Image box annotation records
◇ ◇ ◇ ◇ ◇ ◇ ◇

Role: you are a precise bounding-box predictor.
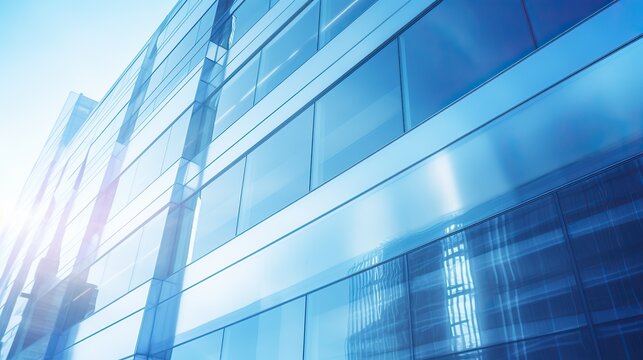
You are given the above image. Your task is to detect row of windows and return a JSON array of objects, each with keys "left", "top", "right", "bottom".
[
  {"left": 192, "top": 0, "right": 612, "bottom": 259},
  {"left": 155, "top": 157, "right": 643, "bottom": 359},
  {"left": 208, "top": 0, "right": 609, "bottom": 137}
]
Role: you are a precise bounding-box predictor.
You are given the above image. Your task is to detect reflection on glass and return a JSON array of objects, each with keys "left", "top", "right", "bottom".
[
  {"left": 560, "top": 158, "right": 643, "bottom": 322},
  {"left": 596, "top": 317, "right": 643, "bottom": 359},
  {"left": 319, "top": 0, "right": 377, "bottom": 48},
  {"left": 213, "top": 56, "right": 259, "bottom": 138},
  {"left": 442, "top": 225, "right": 480, "bottom": 352},
  {"left": 313, "top": 41, "right": 403, "bottom": 187},
  {"left": 192, "top": 160, "right": 244, "bottom": 260},
  {"left": 440, "top": 330, "right": 597, "bottom": 360},
  {"left": 169, "top": 330, "right": 223, "bottom": 360},
  {"left": 305, "top": 258, "right": 411, "bottom": 360},
  {"left": 231, "top": 0, "right": 270, "bottom": 44},
  {"left": 409, "top": 198, "right": 585, "bottom": 358},
  {"left": 257, "top": 2, "right": 319, "bottom": 101},
  {"left": 239, "top": 108, "right": 313, "bottom": 232},
  {"left": 524, "top": 0, "right": 613, "bottom": 45},
  {"left": 400, "top": 0, "right": 534, "bottom": 128},
  {"left": 221, "top": 298, "right": 305, "bottom": 360}
]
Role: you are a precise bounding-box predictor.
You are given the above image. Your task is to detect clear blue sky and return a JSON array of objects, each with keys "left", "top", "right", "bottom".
[{"left": 0, "top": 0, "right": 176, "bottom": 225}]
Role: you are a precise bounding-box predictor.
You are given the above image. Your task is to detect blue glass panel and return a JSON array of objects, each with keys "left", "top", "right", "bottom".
[
  {"left": 257, "top": 3, "right": 319, "bottom": 101},
  {"left": 192, "top": 160, "right": 244, "bottom": 260},
  {"left": 596, "top": 318, "right": 643, "bottom": 360},
  {"left": 239, "top": 108, "right": 313, "bottom": 232},
  {"left": 313, "top": 42, "right": 404, "bottom": 187},
  {"left": 221, "top": 298, "right": 305, "bottom": 360},
  {"left": 559, "top": 158, "right": 643, "bottom": 322},
  {"left": 130, "top": 131, "right": 170, "bottom": 198},
  {"left": 409, "top": 198, "right": 585, "bottom": 358},
  {"left": 213, "top": 56, "right": 259, "bottom": 138},
  {"left": 231, "top": 0, "right": 270, "bottom": 44},
  {"left": 400, "top": 0, "right": 534, "bottom": 128},
  {"left": 170, "top": 330, "right": 223, "bottom": 360},
  {"left": 305, "top": 258, "right": 411, "bottom": 360},
  {"left": 440, "top": 330, "right": 597, "bottom": 360},
  {"left": 524, "top": 0, "right": 613, "bottom": 45},
  {"left": 319, "top": 0, "right": 377, "bottom": 48}
]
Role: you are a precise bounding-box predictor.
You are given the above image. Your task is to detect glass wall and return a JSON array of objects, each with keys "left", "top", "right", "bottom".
[
  {"left": 239, "top": 108, "right": 313, "bottom": 232},
  {"left": 191, "top": 160, "right": 244, "bottom": 260},
  {"left": 155, "top": 157, "right": 643, "bottom": 359},
  {"left": 312, "top": 42, "right": 404, "bottom": 187},
  {"left": 400, "top": 0, "right": 534, "bottom": 128},
  {"left": 189, "top": 0, "right": 616, "bottom": 233}
]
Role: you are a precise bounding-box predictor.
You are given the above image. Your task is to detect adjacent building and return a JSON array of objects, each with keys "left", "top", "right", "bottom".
[{"left": 0, "top": 0, "right": 643, "bottom": 360}]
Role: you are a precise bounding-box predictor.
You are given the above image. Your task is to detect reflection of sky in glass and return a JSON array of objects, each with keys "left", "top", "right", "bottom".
[{"left": 442, "top": 225, "right": 480, "bottom": 351}]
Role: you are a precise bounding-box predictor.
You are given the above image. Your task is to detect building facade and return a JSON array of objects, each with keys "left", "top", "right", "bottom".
[{"left": 0, "top": 0, "right": 643, "bottom": 359}]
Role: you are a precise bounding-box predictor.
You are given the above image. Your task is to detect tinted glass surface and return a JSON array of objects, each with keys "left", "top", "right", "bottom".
[
  {"left": 239, "top": 108, "right": 313, "bottom": 232},
  {"left": 596, "top": 318, "right": 643, "bottom": 360},
  {"left": 409, "top": 198, "right": 585, "bottom": 358},
  {"left": 313, "top": 42, "right": 403, "bottom": 186},
  {"left": 257, "top": 3, "right": 319, "bottom": 101},
  {"left": 221, "top": 298, "right": 304, "bottom": 360},
  {"left": 305, "top": 258, "right": 411, "bottom": 360},
  {"left": 560, "top": 159, "right": 643, "bottom": 322},
  {"left": 440, "top": 330, "right": 597, "bottom": 360},
  {"left": 213, "top": 56, "right": 259, "bottom": 137},
  {"left": 171, "top": 330, "right": 223, "bottom": 360},
  {"left": 231, "top": 0, "right": 270, "bottom": 44},
  {"left": 192, "top": 160, "right": 244, "bottom": 260},
  {"left": 319, "top": 0, "right": 377, "bottom": 48},
  {"left": 400, "top": 0, "right": 534, "bottom": 128},
  {"left": 525, "top": 0, "right": 613, "bottom": 45}
]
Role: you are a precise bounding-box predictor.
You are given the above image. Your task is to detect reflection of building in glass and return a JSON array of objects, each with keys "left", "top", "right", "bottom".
[
  {"left": 346, "top": 257, "right": 409, "bottom": 359},
  {"left": 0, "top": 0, "right": 643, "bottom": 360},
  {"left": 442, "top": 225, "right": 480, "bottom": 351}
]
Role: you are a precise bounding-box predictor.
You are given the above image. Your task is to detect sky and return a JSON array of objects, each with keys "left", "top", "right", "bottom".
[{"left": 0, "top": 0, "right": 177, "bottom": 226}]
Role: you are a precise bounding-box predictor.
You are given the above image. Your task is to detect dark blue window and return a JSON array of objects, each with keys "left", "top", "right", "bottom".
[
  {"left": 596, "top": 318, "right": 643, "bottom": 360},
  {"left": 400, "top": 0, "right": 534, "bottom": 128},
  {"left": 319, "top": 0, "right": 377, "bottom": 48},
  {"left": 559, "top": 158, "right": 643, "bottom": 322},
  {"left": 525, "top": 0, "right": 613, "bottom": 45},
  {"left": 313, "top": 42, "right": 403, "bottom": 187},
  {"left": 409, "top": 198, "right": 585, "bottom": 358},
  {"left": 305, "top": 258, "right": 411, "bottom": 360},
  {"left": 440, "top": 330, "right": 597, "bottom": 360}
]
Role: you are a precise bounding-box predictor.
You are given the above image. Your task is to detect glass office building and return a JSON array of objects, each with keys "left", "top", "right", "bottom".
[{"left": 0, "top": 0, "right": 643, "bottom": 360}]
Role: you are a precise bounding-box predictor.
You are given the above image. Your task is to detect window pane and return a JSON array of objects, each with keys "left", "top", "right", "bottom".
[
  {"left": 192, "top": 160, "right": 244, "bottom": 260},
  {"left": 409, "top": 198, "right": 585, "bottom": 358},
  {"left": 400, "top": 0, "right": 533, "bottom": 128},
  {"left": 165, "top": 331, "right": 223, "bottom": 360},
  {"left": 222, "top": 298, "right": 304, "bottom": 360},
  {"left": 231, "top": 0, "right": 270, "bottom": 44},
  {"left": 596, "top": 318, "right": 643, "bottom": 359},
  {"left": 239, "top": 108, "right": 313, "bottom": 232},
  {"left": 440, "top": 331, "right": 597, "bottom": 360},
  {"left": 525, "top": 0, "right": 613, "bottom": 45},
  {"left": 257, "top": 3, "right": 319, "bottom": 101},
  {"left": 313, "top": 42, "right": 404, "bottom": 187},
  {"left": 213, "top": 56, "right": 259, "bottom": 138},
  {"left": 560, "top": 158, "right": 643, "bottom": 322},
  {"left": 319, "top": 0, "right": 377, "bottom": 48},
  {"left": 305, "top": 258, "right": 411, "bottom": 360}
]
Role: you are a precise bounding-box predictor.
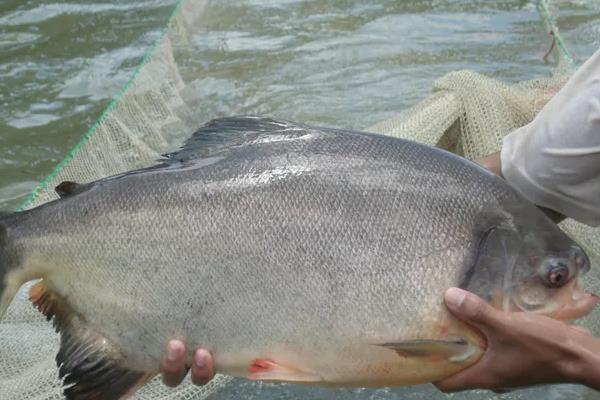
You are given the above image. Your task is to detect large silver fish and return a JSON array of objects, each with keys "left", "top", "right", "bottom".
[{"left": 0, "top": 117, "right": 596, "bottom": 400}]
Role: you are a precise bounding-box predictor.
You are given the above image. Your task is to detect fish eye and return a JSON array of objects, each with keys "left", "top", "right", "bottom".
[{"left": 547, "top": 265, "right": 569, "bottom": 288}]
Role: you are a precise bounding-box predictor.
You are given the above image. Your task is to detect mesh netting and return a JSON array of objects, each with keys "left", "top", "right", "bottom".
[{"left": 0, "top": 0, "right": 600, "bottom": 400}]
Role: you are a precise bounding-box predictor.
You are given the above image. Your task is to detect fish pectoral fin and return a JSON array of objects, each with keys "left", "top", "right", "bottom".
[
  {"left": 378, "top": 339, "right": 477, "bottom": 362},
  {"left": 30, "top": 281, "right": 155, "bottom": 400},
  {"left": 247, "top": 358, "right": 323, "bottom": 383}
]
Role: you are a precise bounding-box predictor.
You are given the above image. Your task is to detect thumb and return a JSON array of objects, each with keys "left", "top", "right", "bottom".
[{"left": 444, "top": 288, "right": 501, "bottom": 330}]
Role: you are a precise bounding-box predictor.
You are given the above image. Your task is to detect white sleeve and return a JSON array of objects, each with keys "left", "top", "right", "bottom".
[{"left": 501, "top": 51, "right": 600, "bottom": 226}]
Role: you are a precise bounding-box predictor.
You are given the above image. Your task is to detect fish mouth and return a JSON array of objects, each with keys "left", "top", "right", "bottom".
[{"left": 550, "top": 279, "right": 600, "bottom": 321}]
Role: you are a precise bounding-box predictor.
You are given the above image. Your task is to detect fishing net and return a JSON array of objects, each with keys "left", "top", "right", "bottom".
[{"left": 0, "top": 0, "right": 600, "bottom": 400}]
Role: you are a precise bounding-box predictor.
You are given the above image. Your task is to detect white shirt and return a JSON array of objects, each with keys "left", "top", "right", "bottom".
[{"left": 501, "top": 50, "right": 600, "bottom": 226}]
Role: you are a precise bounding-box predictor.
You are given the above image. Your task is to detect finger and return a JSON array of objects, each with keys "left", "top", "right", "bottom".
[
  {"left": 433, "top": 366, "right": 497, "bottom": 393},
  {"left": 444, "top": 288, "right": 502, "bottom": 331},
  {"left": 192, "top": 349, "right": 215, "bottom": 385},
  {"left": 571, "top": 325, "right": 592, "bottom": 336},
  {"left": 160, "top": 340, "right": 188, "bottom": 387}
]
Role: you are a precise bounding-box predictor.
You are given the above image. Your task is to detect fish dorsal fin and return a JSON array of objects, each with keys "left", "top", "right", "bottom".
[
  {"left": 54, "top": 181, "right": 90, "bottom": 198},
  {"left": 165, "top": 116, "right": 309, "bottom": 164},
  {"left": 29, "top": 280, "right": 153, "bottom": 400}
]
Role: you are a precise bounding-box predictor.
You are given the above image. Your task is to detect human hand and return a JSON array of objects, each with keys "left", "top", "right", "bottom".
[
  {"left": 160, "top": 340, "right": 215, "bottom": 387},
  {"left": 434, "top": 288, "right": 600, "bottom": 392}
]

◇ ◇ ◇ ◇ ◇ ◇ ◇

SHORT EXERCISE: Report each line of the items above that contains the word "white", copying every such line in full.

RESPONSE TO THIS EXERCISE:
You are given the above image. Your task is to detect white sleeve and return a JSON array of objects, each with keys "left", "top", "right", "bottom".
You are given the above image. Your task is to detect white shirt and return a JSON array of objects, each with keys "left", "top", "right", "bottom".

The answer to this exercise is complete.